Task brief
Copy out every one of these rows word for word.

####

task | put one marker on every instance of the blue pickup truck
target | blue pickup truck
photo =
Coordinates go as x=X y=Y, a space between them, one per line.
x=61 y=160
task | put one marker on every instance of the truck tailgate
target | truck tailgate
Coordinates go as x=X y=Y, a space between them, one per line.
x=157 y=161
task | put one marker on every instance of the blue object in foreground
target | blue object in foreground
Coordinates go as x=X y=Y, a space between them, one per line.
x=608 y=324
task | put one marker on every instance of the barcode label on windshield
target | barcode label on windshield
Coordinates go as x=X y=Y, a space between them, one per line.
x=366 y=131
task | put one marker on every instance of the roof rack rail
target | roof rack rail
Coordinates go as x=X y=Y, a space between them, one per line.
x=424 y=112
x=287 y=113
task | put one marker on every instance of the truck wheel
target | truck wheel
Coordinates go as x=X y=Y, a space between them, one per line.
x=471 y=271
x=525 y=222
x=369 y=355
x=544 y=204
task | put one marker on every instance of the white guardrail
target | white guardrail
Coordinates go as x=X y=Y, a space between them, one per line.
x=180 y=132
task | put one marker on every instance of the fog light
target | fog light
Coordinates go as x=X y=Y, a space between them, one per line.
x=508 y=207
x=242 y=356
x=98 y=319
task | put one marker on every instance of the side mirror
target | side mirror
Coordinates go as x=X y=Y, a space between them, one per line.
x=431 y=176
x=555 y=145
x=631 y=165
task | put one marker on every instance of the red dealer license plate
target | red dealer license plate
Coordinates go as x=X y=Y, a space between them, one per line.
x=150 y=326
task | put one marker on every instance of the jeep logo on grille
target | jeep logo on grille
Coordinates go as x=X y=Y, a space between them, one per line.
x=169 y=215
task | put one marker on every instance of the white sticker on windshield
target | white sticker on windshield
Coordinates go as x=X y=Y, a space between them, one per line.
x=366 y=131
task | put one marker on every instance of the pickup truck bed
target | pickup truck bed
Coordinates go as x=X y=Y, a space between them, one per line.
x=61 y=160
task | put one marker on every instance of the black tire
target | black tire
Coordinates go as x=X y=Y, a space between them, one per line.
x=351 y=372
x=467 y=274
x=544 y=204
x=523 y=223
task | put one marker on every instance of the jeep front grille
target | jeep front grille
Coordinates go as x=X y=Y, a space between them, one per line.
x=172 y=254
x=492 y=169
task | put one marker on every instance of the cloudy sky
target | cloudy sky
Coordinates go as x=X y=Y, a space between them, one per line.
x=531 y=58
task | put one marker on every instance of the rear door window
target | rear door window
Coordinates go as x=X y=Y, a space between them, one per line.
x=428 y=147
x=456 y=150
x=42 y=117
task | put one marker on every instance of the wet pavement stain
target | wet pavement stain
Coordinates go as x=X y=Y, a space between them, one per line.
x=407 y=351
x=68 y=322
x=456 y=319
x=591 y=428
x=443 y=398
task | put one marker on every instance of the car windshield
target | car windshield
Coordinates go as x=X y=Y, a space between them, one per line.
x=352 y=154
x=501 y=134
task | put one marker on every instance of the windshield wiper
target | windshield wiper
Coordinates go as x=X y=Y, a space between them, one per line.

####

Task response
task | put one marker on every instance of the blue pickup truck
target | blue pickup truck
photo =
Coordinates go as x=X y=Y, a space between them, one per line.
x=61 y=160
task | put one marker on every instance of the truck tailgate
target | truck tailgate
Coordinates go as x=X y=Y, a space between them, one per line.
x=157 y=161
task | put one marker on every instance of the blue object in foreground
target | blue object in foreground
Coordinates go as x=X y=Y, a space between them, one per line.
x=608 y=324
task | put one marker on every instance of the barcode label on windshield
target | barcode label on windshield
Coordinates go as x=X y=Y, a space between them, one per line.
x=366 y=131
task | put one marker on every instance of the roof rack rail
target | roof rack rail
Coordinates go as x=X y=Y, a space between them, one per line.
x=424 y=112
x=287 y=113
task | put one marker on every instance of the truck wheel
target | truck wheel
Coordinates go as x=X y=Y, a space between them, one per line.
x=471 y=271
x=525 y=222
x=369 y=355
x=544 y=204
task | put one marker on every instance of the white guardrail
target | white guardrail
Coordinates go as x=X y=Y, a space between them, one per line.
x=180 y=132
task | put one marker on every instance of the fog light
target | fog light
Coordinates go as x=X y=Y, a space between them, one per line.
x=508 y=207
x=242 y=356
x=98 y=319
task | put one marker on every instance of the side mirror
target | side mirror
Coordinates go as x=X y=Y, a space between them, one per line.
x=431 y=176
x=555 y=145
x=631 y=165
task | put one marker on every instance of the red dealer license plate
target | red dealer license plate
Coordinates go as x=X y=Y, a space between them, one per line.
x=150 y=326
task | put one marker on every instance of the jeep logo on grille
target | jeep logo on grille
Coordinates go as x=X y=Y, a space between them, one per line.
x=169 y=215
task | put one marker on every instance of the white sticker on windshield
target | white sticker on windshield
Coordinates go as x=X y=Y, a space between them, one per line.
x=366 y=131
task | put one marker on every instance of the pickup truck bed
target | pickup truck bed
Coordinates go as x=X y=Y, a space between them, one per line.
x=61 y=160
task | put one marker on every instance of the black tire
target | black tire
Coordinates go as x=X y=Y, a space between them, one per line.
x=351 y=372
x=467 y=274
x=544 y=204
x=523 y=223
task | put one marker on every instance of the jeep front grille
target | jeep front grille
Coordinates go as x=X y=Y, a space between them, one per line.
x=172 y=254
x=492 y=169
task | put one marker on every instance of the cloudy sky
target | cloudy sky
Coordinates go as x=X y=Y, a space between them, one per line.
x=531 y=58
task | put one marker on every instance of the rear door window
target | rear door window
Coordinates go as x=X y=Y, a space between them, one per line.
x=428 y=147
x=456 y=150
x=42 y=117
task | put one marker on every instance of the wet pavement stain
target | wet pavement stain
Coordinates go as x=X y=Y, a space between them, one per line.
x=407 y=351
x=68 y=322
x=456 y=319
x=591 y=428
x=443 y=398
task | put one marker on every instance of the car windshield
target | car windshield
Coordinates go as x=X y=Y, a space between them, one per line.
x=352 y=154
x=501 y=134
task | put one marker on every instance of the windshield wiper
target | windshield wiper
Coordinates go as x=X y=Y, a space between them, one per line.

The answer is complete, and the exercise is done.